## Exercise inputs:
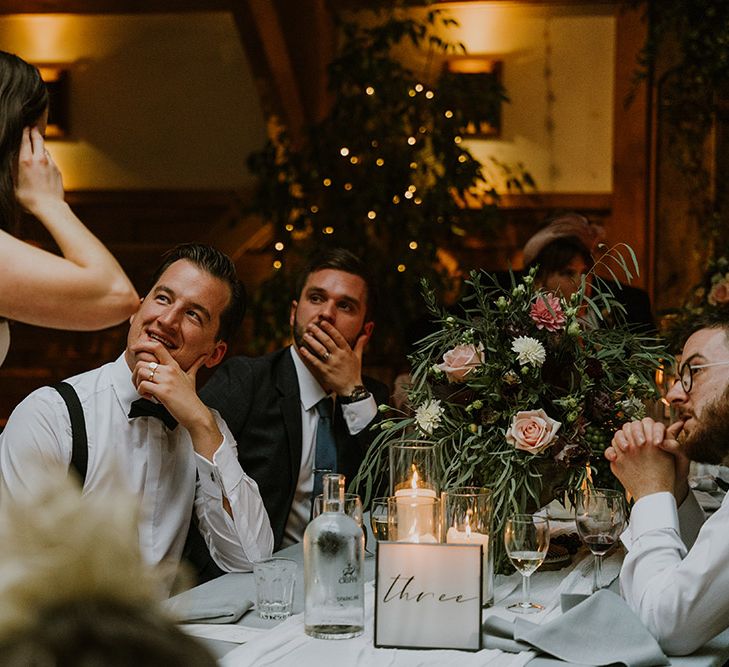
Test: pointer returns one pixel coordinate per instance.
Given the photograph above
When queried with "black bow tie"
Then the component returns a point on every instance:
(143, 407)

## Problem to solve:
The answer must be the full listing, word for word, with no images in it.

## Exercise output:
Test: pointer returns one pixel coordinate per instance.
Given the photograph above
When queried with "black bow tie"
Then the component returns a point on every instance:
(143, 407)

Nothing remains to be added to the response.